▸ Problem details
Print the listing below again, line for line, changing nothing.

▸ Material shown
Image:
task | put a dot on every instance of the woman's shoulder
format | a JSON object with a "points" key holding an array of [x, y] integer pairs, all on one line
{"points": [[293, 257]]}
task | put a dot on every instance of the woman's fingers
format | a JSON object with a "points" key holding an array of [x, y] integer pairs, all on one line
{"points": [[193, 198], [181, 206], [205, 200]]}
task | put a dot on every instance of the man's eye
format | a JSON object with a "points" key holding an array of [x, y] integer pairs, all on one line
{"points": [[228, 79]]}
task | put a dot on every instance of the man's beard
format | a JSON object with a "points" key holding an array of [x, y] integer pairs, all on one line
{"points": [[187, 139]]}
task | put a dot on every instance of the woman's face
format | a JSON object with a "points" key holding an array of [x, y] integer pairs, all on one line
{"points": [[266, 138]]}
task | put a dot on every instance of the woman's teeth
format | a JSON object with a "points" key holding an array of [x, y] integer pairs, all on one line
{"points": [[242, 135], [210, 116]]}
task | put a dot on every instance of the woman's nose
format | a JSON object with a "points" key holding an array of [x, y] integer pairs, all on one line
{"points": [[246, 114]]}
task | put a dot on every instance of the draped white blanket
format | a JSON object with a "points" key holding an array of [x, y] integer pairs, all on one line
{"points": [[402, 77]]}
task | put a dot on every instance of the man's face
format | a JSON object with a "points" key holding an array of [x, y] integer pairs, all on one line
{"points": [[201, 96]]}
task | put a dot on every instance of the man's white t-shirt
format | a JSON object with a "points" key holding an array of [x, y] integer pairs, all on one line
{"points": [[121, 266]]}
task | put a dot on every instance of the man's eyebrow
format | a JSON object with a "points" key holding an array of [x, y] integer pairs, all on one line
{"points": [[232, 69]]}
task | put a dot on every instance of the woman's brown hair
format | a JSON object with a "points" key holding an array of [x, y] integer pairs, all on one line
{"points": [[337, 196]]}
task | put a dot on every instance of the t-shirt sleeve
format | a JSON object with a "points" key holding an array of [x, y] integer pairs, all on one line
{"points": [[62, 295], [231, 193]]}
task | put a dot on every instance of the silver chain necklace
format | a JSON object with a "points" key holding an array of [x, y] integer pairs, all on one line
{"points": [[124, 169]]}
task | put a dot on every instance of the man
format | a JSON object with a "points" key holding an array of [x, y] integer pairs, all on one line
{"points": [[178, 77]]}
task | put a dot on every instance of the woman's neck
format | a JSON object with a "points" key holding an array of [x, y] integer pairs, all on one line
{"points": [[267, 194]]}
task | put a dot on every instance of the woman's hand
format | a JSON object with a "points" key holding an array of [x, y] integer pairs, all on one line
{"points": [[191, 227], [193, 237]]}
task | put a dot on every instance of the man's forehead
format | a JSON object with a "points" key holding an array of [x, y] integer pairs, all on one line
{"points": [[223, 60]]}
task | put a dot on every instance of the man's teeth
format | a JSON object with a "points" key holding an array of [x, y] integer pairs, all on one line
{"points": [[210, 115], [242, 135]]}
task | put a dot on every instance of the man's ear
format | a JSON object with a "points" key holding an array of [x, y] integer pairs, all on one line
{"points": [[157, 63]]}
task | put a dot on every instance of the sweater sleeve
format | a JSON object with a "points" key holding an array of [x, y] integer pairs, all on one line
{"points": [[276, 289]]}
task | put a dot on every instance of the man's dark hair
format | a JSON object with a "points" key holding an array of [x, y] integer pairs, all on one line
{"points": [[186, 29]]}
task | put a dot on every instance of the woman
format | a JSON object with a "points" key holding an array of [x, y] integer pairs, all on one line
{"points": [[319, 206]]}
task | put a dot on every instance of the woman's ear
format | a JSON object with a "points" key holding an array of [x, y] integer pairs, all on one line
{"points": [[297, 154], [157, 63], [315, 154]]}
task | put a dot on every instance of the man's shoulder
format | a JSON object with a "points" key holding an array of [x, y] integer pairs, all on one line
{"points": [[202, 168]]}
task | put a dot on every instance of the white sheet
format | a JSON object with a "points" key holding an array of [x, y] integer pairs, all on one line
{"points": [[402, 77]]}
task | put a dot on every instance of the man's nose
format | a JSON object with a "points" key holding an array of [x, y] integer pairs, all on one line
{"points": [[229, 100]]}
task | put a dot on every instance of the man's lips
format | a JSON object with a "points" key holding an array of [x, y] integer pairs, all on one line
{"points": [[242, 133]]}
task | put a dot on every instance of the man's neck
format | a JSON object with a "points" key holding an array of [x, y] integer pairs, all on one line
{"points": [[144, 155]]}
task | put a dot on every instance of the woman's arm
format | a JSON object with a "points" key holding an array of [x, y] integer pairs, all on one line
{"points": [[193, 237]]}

▸ Worked solution
Image:
task | put a dot on every instance of the woman's shoulder
format | a JSON object with a "points" key holding an array of [x, y] integer pairs, all on one line
{"points": [[293, 257]]}
task | put a dot on every instance of the woman's fingers
format | a JSON object with a "points" key holding an array of [x, y] integer pairs, all on one line
{"points": [[193, 198], [181, 206], [205, 200]]}
task | put a dot on every instance of the man's eye
format | a JSON object with a "points" key holding an array of [x, y] integer pairs, all on one line
{"points": [[228, 79]]}
task | put a dot on every instance of the man's beard
format | a JSON object with a "points" key holding an array of [x, y] integer pairs, all on one line
{"points": [[187, 139]]}
task | put a dot on every instance of the woman's face
format | a JSON object with a "points" key holding an array of [x, y] integer pairs, all on one line
{"points": [[266, 138]]}
task | put a dot on every instance of the woman's teeth
format | a JSON object with a "points" key holding an array of [x, y] integer pairs, all on one line
{"points": [[242, 135], [210, 116]]}
task | put a dot on every instance of the woman's nose
format | a JSON object with a "points" key holding an array of [x, y] integer pairs, all on one line
{"points": [[246, 114]]}
task | put a dot on every instance of the draped white blanket
format | a JSON object with a "points" key holding an array of [x, y] integer pairs, all on one line
{"points": [[402, 77]]}
task | put a dot on every instance of the man's face
format | a JSON object with a "points" key holding an array of [x, y] integer pairs, all on one line
{"points": [[201, 96]]}
task | put a dot on every instance of the man's white t-shirt
format | a JSON object with a "points" key holding an array of [x, y] integer pairs, all on one line
{"points": [[121, 266]]}
task | put a dot on every instance of the man's eyebrow
format | a JSON object with a "points" key holding an array of [x, y] integer pairs, all on one line
{"points": [[232, 69]]}
task | put a dot on every instance of the woman's brown hair
format | a JSON object with a "points" key holding an array of [x, y] integer pairs, all on one line
{"points": [[337, 196]]}
task | put a dot on every instance of the t-shirt sleeve
format | a JSON object with a "points" key holding an array of [x, y] integer pairs, all on one line
{"points": [[62, 295], [231, 193]]}
task | put a dot on every instance of the silver chain necklace
format | a JSON object with a "points" key holding an array of [x, y] integer pairs, all on one line
{"points": [[124, 169]]}
task | put a dot on every instance of the man
format | a JSON object with a "points" key holding an array of [x, y] integer pairs, all on one line
{"points": [[178, 77]]}
task | put a dot on every instance of the woman's neck
format | a JSON object with a "points" key holding an array of [x, y] integer pairs, all on one line
{"points": [[267, 194]]}
task | put a dot on every instance of the woman's hand
format | a JSON object with a "points" key holding an array of [x, y] integer pairs, all on one line
{"points": [[191, 227], [193, 237]]}
task | put a dot on every instance of the man's forehead
format | a JSON object with a "points" key holding an array of [x, y] integer pairs, all on one line
{"points": [[223, 60]]}
task | put a dot on every instance of the man's teeth
format | a JSON object with a "points" key holding an array of [x, y] integer pairs, all on one line
{"points": [[210, 115], [242, 135]]}
task | put a dot on every instance of the man's ear
format | a JSON object with a "points" key holding an array of [x, y] integer pairs, all on one line
{"points": [[157, 63]]}
task | put a dot on every instance of the sweater sleeve
format | a JSON object with a "points" key holding an array of [x, y] integer pairs, all on one line
{"points": [[276, 289]]}
task | put a dot on every instance of the man's dark hair
format | a JSON object with a "points" key holding an array of [x, y] integer pairs, all on one line
{"points": [[186, 29]]}
task | put a dot on every instance of the woman
format | a JSON object with a "points" key holding an array of [x, y] integer pairs, all on one line
{"points": [[319, 206]]}
task | put a dot on every instance of the woman's ear
format | a JSON object with a "points" key holding an array of [x, y] integer pairs, all on one line
{"points": [[297, 154], [157, 63], [315, 154]]}
task | put a dot on every instance of the man's shoulder
format | a JSON object with a "points" key holding an array of [x, y] integer pairs, all on one line
{"points": [[202, 168]]}
task | put a dot on every instance of the white sheet
format | a JSON object with a "points" key holding an array of [x, y] integer pairs, all on one line
{"points": [[402, 77]]}
task | put a dot on every instance of the man's nose
format | a JSON object with a "points" key holding an array of [x, y] integer pairs, all on one line
{"points": [[229, 100]]}
task | put a dot on every instance of the man's lips
format | a JSON object with a "points" key holding an array of [x, y] integer pairs, all on one line
{"points": [[242, 133]]}
task | put a dot on every instance of the man's neck
format | a JSON object with a "points" key holding an array of [x, y] integer pairs, all on one line
{"points": [[144, 155]]}
task | put a dot on every instance of the woman's arm
format | a JSON object with a "points" key holding an array of [x, y] integer pairs, all on one line
{"points": [[193, 237]]}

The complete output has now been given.